_REQUIRED WORK:_ Reproduce every line of the data below, requests included, and rescale it by multiplying each x and y coordinate in the answers by 2.55 and rounding to a whole number, with halves rounded up.

»»

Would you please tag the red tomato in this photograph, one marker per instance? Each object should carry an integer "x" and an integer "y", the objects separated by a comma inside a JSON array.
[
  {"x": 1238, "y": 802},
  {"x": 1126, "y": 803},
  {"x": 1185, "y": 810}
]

««

_THE ANSWER:_
Would you please tag the red tomato in this photograph, one marker per instance? Each object should carry an integer "x" and an integer "y", the objects separated by a comma inside a JSON array.
[
  {"x": 3157, "y": 2045},
  {"x": 2871, "y": 2048},
  {"x": 3022, "y": 2066}
]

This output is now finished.